COURT HOUSE

Location

123 MAIN STREET BACCHUS MARSH, MOORABOOL SHIRE

File Number

600715

Level

Registered

Statement of Significance

What is significant?
The Bacchus Marsh Court House was built in 1858-59. It was designed by Samuel White of the Public Works Department. White was employed as a draftsman with the Public Works Department from 1857 until 1863. The contractor was William Jackson. It replaced an earlier court house erected at nearby Maddingly in 1856-57, which survives as part of the local tennis club. Maddingly had been surveyed earlier as a township, but by the late 1850s Bacchus Marsh was showing stronger signs of growth. It developed from being merely a stop-over point on the way to the Ballarat goldfields in the 1850s to a thriving agricultural township in the late 1850s and 1860s.

Labeled-object pointing records
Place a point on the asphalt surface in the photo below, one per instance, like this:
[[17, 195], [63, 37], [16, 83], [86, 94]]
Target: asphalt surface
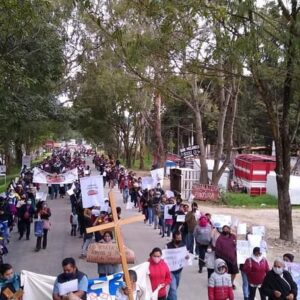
[[139, 237]]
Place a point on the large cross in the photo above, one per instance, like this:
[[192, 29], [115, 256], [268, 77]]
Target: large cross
[[116, 225]]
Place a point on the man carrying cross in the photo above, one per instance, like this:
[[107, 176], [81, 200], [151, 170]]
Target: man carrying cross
[[116, 226]]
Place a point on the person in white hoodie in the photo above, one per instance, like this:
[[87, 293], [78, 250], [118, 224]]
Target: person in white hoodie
[[219, 283]]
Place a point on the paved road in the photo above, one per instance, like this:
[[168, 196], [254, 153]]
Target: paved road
[[138, 236]]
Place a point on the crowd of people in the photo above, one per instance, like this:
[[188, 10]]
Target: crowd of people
[[182, 223], [214, 246]]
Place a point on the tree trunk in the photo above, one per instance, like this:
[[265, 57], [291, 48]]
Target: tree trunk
[[200, 141], [228, 134], [159, 153], [19, 153], [142, 146], [224, 101]]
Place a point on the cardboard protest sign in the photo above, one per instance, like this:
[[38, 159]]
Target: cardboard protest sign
[[107, 254], [92, 191], [158, 176], [294, 269], [42, 177], [254, 240], [147, 183], [169, 194], [167, 216], [175, 258], [242, 228], [259, 230], [221, 219], [243, 251], [26, 161]]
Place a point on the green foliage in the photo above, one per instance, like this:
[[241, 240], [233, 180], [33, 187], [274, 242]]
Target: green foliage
[[244, 200]]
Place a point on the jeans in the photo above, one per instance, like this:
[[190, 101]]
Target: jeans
[[40, 238], [201, 252], [245, 285], [25, 227], [190, 242], [252, 292], [174, 285], [150, 215], [168, 229], [155, 219]]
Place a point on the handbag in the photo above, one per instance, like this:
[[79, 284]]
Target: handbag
[[38, 228], [108, 254], [46, 224]]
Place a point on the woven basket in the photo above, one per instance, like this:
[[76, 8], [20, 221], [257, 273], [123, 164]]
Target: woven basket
[[107, 254]]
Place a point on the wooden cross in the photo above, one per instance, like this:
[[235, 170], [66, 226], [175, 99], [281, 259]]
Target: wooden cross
[[116, 225]]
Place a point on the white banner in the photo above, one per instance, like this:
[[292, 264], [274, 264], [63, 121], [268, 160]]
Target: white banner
[[158, 176], [243, 251], [294, 269], [259, 230], [147, 183], [176, 258], [221, 219], [92, 191], [2, 169], [167, 216], [38, 286], [42, 177], [26, 161]]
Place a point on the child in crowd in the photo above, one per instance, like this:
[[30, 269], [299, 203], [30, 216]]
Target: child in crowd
[[209, 260], [219, 283], [122, 293]]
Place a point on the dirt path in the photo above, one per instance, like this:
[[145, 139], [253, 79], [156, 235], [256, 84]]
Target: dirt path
[[263, 216]]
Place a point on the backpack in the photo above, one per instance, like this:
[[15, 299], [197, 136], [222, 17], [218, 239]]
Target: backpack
[[26, 215], [203, 235], [38, 228]]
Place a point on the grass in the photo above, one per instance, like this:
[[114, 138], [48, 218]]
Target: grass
[[244, 200]]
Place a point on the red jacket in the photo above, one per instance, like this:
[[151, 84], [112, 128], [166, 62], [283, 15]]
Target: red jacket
[[159, 274], [255, 271]]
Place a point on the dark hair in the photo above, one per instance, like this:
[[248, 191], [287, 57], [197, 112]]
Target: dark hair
[[68, 261], [110, 234], [4, 268], [132, 275], [156, 249], [289, 256], [176, 233], [256, 250]]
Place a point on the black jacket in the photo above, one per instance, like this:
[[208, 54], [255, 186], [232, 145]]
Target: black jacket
[[274, 282]]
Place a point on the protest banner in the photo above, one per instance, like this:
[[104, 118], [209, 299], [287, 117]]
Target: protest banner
[[2, 169], [294, 269], [26, 161], [176, 258], [169, 194], [42, 196], [254, 240], [242, 228], [158, 176], [221, 219], [147, 183], [167, 216], [190, 151], [243, 251], [92, 191], [39, 286], [205, 192], [42, 177], [259, 230], [107, 253]]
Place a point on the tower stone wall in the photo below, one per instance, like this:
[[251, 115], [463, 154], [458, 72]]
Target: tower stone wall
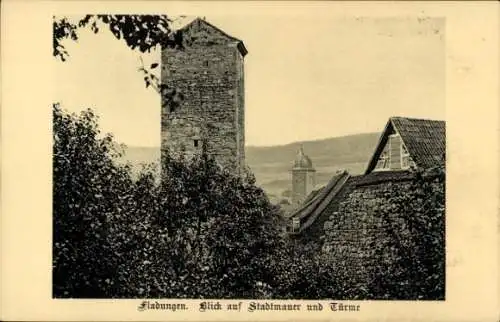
[[208, 77]]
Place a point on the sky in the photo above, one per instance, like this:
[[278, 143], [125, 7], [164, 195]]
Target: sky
[[307, 77]]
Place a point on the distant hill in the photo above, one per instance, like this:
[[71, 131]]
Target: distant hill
[[271, 165]]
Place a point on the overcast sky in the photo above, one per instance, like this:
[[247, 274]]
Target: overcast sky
[[306, 77]]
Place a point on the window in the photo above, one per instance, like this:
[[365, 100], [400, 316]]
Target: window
[[405, 157], [295, 224]]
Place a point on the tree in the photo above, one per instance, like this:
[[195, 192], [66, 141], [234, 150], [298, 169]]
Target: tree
[[87, 186]]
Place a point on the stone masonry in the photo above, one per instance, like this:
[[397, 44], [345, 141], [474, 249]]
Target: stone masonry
[[208, 76]]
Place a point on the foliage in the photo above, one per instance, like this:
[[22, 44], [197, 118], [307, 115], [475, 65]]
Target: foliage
[[415, 221], [141, 32], [202, 232]]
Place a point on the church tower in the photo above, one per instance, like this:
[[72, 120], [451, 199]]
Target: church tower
[[208, 109], [303, 177]]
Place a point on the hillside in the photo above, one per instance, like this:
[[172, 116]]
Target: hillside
[[271, 165]]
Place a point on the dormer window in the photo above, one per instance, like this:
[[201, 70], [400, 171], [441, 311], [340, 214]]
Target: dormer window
[[295, 224], [394, 156]]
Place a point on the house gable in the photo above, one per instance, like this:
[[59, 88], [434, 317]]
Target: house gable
[[406, 143]]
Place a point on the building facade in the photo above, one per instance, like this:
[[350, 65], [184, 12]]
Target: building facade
[[208, 108]]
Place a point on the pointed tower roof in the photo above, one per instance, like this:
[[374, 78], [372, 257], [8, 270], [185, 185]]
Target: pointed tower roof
[[302, 161]]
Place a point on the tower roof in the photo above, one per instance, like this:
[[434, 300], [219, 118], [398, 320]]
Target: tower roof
[[302, 161]]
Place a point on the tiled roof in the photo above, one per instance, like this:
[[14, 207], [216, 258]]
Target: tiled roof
[[424, 139]]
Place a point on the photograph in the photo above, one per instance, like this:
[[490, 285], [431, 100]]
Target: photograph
[[248, 157]]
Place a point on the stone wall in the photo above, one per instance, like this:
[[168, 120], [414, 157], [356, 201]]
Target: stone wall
[[208, 76]]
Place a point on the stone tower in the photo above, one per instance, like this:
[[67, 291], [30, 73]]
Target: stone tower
[[303, 177], [207, 76]]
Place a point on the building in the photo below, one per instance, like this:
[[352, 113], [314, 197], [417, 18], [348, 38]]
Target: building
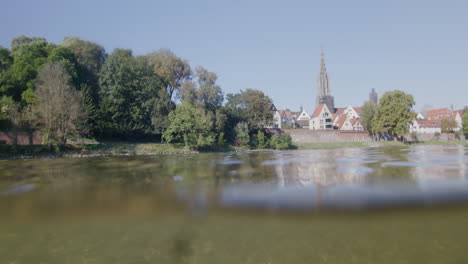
[[441, 113], [291, 119], [373, 97], [323, 87], [321, 119]]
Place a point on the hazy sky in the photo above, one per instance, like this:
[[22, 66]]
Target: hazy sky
[[420, 47]]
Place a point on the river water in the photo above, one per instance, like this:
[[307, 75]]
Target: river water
[[367, 205]]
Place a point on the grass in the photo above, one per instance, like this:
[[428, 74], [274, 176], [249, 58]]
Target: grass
[[102, 149], [332, 145]]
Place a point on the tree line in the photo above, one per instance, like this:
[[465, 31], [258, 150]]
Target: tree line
[[76, 88], [394, 113]]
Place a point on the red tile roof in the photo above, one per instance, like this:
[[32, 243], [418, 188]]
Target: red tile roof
[[318, 110], [428, 123], [341, 120]]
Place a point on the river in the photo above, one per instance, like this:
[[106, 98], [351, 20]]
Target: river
[[366, 205]]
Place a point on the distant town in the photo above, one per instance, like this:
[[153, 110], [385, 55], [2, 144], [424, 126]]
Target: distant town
[[328, 117]]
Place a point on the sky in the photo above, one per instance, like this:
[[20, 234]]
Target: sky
[[419, 47]]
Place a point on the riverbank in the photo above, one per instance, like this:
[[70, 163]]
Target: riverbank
[[141, 149], [338, 145], [90, 150]]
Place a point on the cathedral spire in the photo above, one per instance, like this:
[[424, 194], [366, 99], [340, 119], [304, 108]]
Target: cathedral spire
[[323, 85]]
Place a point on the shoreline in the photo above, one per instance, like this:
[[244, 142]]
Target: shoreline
[[9, 152]]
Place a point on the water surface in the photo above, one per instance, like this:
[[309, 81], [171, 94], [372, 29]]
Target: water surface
[[370, 205]]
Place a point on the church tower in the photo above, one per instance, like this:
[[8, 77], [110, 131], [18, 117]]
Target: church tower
[[323, 87]]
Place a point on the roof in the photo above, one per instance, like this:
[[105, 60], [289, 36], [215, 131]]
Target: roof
[[318, 110], [341, 120], [297, 114], [353, 121], [437, 114], [271, 107], [460, 112], [302, 123], [428, 123]]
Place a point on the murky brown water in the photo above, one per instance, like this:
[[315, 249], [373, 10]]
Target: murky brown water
[[374, 205]]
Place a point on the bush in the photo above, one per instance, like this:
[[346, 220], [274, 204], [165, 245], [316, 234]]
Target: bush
[[261, 140]]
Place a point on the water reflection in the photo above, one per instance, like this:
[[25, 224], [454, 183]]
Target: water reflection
[[166, 181]]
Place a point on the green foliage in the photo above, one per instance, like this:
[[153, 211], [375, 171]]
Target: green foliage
[[191, 125], [394, 113], [465, 121], [6, 103], [204, 91], [448, 124], [29, 55], [133, 98], [174, 70], [367, 115], [58, 105], [261, 139], [242, 134], [90, 57], [251, 106], [6, 60]]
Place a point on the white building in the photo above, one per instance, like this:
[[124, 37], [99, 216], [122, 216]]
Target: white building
[[321, 119], [425, 127]]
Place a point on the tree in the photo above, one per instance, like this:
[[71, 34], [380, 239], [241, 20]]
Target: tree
[[261, 140], [204, 91], [29, 55], [174, 70], [252, 106], [368, 112], [394, 113], [132, 100], [465, 121], [89, 54], [242, 134], [6, 60], [90, 57], [448, 124], [191, 125], [58, 104], [25, 40]]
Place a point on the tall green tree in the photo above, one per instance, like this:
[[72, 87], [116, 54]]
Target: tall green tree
[[132, 102], [174, 70], [191, 125], [58, 104], [448, 124], [394, 113], [252, 106], [5, 59], [90, 57], [368, 113], [465, 121], [204, 91], [29, 55]]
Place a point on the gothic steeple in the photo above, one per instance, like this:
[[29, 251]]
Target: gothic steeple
[[322, 80], [323, 86]]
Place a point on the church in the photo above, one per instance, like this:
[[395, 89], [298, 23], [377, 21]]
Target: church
[[326, 116]]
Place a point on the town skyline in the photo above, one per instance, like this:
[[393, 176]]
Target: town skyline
[[415, 47]]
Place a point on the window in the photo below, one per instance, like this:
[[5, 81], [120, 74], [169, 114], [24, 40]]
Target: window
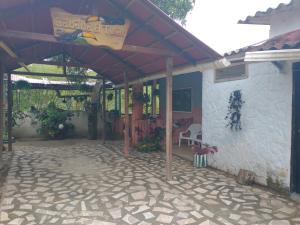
[[236, 72], [182, 100]]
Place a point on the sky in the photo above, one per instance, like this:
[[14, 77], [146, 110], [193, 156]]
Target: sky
[[215, 23]]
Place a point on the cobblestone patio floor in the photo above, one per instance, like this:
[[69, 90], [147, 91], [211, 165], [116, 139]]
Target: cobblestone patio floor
[[86, 183]]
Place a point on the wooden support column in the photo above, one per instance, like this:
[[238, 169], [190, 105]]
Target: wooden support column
[[169, 118], [154, 98], [137, 113], [103, 112], [120, 102], [9, 111], [126, 129], [1, 109], [147, 103]]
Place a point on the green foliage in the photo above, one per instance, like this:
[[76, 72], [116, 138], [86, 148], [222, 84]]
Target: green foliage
[[176, 9], [153, 142], [54, 122], [18, 116]]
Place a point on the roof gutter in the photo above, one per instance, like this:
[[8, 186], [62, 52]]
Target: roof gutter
[[183, 70], [274, 55]]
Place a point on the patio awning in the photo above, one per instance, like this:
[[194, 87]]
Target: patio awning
[[26, 27]]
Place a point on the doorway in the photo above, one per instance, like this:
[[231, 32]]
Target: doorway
[[295, 158]]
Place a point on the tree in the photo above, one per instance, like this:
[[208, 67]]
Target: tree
[[176, 9]]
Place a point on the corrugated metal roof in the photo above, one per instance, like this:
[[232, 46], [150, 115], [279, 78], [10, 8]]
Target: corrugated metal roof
[[263, 17], [289, 40]]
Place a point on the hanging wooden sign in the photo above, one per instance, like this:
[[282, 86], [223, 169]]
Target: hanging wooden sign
[[89, 30]]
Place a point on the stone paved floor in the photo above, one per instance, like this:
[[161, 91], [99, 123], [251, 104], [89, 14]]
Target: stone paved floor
[[86, 183]]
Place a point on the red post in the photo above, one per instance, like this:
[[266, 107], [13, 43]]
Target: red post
[[137, 112], [126, 130], [169, 119]]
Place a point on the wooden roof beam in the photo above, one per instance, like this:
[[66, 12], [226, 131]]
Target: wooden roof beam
[[53, 75], [52, 39], [171, 46], [127, 64]]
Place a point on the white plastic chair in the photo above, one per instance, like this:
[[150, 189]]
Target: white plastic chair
[[194, 131]]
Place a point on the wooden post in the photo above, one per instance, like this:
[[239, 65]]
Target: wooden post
[[137, 113], [169, 118], [120, 102], [126, 105], [154, 98], [116, 99], [1, 109], [147, 103], [103, 112], [9, 111]]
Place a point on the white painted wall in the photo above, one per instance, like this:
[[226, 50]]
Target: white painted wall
[[285, 22], [264, 144], [28, 127]]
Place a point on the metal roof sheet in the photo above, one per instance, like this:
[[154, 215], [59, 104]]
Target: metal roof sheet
[[290, 40], [263, 17]]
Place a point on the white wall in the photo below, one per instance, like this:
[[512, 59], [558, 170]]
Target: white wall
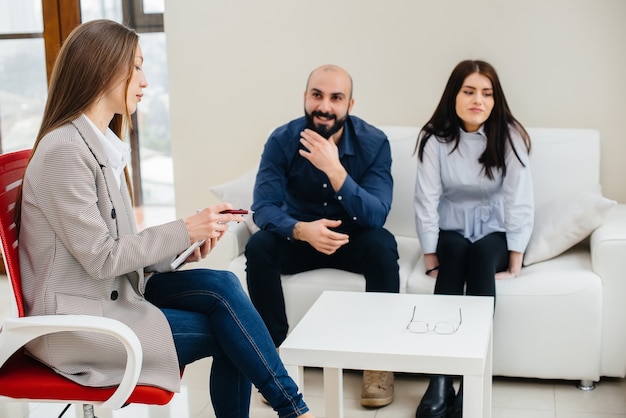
[[238, 69]]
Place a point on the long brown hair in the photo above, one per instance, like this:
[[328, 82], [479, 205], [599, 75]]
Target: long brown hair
[[93, 58], [445, 124]]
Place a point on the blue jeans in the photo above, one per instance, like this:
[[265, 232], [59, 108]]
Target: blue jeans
[[211, 315], [371, 252]]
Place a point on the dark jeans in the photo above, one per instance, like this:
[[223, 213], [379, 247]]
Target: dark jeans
[[470, 266], [211, 315], [373, 253]]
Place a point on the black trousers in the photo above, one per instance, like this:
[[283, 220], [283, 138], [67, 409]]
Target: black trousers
[[373, 253], [470, 268]]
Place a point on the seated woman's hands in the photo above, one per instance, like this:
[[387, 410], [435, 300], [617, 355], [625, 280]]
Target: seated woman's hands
[[210, 225]]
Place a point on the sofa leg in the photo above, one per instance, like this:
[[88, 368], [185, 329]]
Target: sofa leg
[[586, 385]]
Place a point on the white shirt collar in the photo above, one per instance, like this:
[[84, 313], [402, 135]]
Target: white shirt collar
[[117, 151]]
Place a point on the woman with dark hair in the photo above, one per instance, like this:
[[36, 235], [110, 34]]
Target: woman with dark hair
[[473, 199], [80, 252]]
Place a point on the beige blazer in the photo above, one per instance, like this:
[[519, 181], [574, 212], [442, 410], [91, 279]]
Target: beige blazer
[[80, 254]]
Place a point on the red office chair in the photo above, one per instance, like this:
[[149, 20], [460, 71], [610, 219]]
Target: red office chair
[[22, 377]]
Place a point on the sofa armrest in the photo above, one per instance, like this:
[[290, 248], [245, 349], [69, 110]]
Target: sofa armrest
[[608, 258], [231, 246]]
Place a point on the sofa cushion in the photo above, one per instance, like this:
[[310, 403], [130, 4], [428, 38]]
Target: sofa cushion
[[238, 192], [565, 221]]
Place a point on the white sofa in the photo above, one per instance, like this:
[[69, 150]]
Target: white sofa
[[562, 318]]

Tasks for this exercise:
[1] Arrange the records as a numbered list, starting at the first line of the records and ending at the line that contains "[[139, 237]]", with both ends included. Leave out blank lines and the pictures.
[2] Pick up the account of the Bacchus Marsh Court House where it stops and continue it.

Solved tasks:
[1]
1. Place a point on the asphalt surface in the photo below, one per instance, like this:
2. [[17, 195], [63, 37], [16, 83], [86, 94]]
3. Target: asphalt surface
4. [[139, 237]]

[2]
The Bacchus Marsh Court House is an imposing two-storey building, with a single-storey side wing and hipped roof, constructed of local freestone (i.e. sandstone). It is designed in the Free Classical style. Notable elements include the fine timberwork to the concave verandah and slender verandah posts, stone quoining, slate roof, and original internal cedar fittings.

The building accommodated the Court of General Sessions and the County Court from 1860. The Victorian County Court, established in 1852, provided the second tier of jurisdiction in the colony. In 1862 the County Court was operating in 38 Victorian towns. Unlike regular courts of petty sessions, the building's function as a County Court required the provision of a separate witness room.

The Bacchus Marsh Court House was also used for other public administrative needs in addition to court purposes. It accommodated a local Land Office, where sales of Crown land were conducted from 1859. The Bacchus Marsh Road Board met here from 1863-71, and the Bacchus Marsh Shire Council from 1871-85. The barrister?s room was altered in 1957 when it was used by the Lands Department.

How is it significant?
The Bacchus March Court House is of historical and architectural significance to the State of Victoria.

Why is it significant?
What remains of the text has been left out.